» PASSAGE SHOWN:
──────────────────────────────
Seccomp (Secure Computing Mode) filters syscalls:

┌─────────────────────────────────────────────────────────────┐
│                    SECCOMP FILTERING                         │
│                                                              │
│  APPLICATION                                                 │
│       │                                                      │
│       │ syscall: read()                                      │
│       ▼                                                      │
│  ┌─────────────────────────────────────────────────────────┐│
│  │               SECCOMP FILTER                             ││
│  │                                                          ││
│  │   read()    → ALLOW                                      ││
│  │   write()   → ALLOW                                      ││
│  │   exec()    → LOG + ALLOW (audit)                        ││
│  │   mount()   → DENY (EPERM)                               ││
│  │   ptrace()  → KILL (terminate process)                   ││
│  │                                                          ││
│  └─────────────────────────────────────────────────────────┘│
│       │                                                      │
│       ▼                                                      │
│  KERNEL                                                      │
│                                                              │
└─────────────────────────────────────────────────────────────┘

Seccomp Profile Types

# RuntimeDefault - container runtime's built-in profile
securityContext:
  seccompProfile:
    type: RuntimeDefault

# Localhost - custom profile from node
securityContext:
  seccompProfile:
    type: Localhost
    localhostProfile: profiles/my-app.json

# Unconfined - no seccomp (avoid in production)
──────────────────────────────
» SUPPLIED MATERIAL:
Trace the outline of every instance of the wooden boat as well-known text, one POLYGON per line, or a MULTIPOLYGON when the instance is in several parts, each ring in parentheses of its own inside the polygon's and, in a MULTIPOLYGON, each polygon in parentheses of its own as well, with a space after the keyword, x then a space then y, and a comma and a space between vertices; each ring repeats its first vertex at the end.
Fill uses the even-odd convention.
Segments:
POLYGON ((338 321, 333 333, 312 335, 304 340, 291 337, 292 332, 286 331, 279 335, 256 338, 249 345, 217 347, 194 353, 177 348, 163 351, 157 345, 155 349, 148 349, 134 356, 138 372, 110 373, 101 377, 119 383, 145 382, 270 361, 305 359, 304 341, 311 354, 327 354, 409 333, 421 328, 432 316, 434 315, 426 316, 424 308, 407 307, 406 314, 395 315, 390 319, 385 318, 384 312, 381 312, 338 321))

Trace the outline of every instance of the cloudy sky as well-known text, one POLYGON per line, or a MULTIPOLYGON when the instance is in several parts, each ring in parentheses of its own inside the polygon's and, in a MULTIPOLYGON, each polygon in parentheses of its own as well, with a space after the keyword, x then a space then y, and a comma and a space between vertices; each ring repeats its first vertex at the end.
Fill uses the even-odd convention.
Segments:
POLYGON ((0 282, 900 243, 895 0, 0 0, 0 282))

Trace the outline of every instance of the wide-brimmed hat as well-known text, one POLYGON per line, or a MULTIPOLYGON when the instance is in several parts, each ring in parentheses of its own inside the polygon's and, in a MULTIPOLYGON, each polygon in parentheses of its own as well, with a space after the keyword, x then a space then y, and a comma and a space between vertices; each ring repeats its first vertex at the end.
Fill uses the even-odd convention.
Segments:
──────────────────────────────
» REQUIRED TASK:
Write out the seccomp passage verbatim, from "# RuntimeDefault - container" up to and including "(avoid in production)". Rely solely on the seccomp passage in what follows.

» WRITTEN ANSWER:
# RuntimeDefault - container runtime's built-in profile
securityContext:
  seccompProfile:
    type: RuntimeDefault

# Localhost - custom profile from node
securityContext:
  seccompProfile:
    type: Localhost
    localhostProfile: profiles/my-app.json

# Unconfined - no seccomp (avoid in production)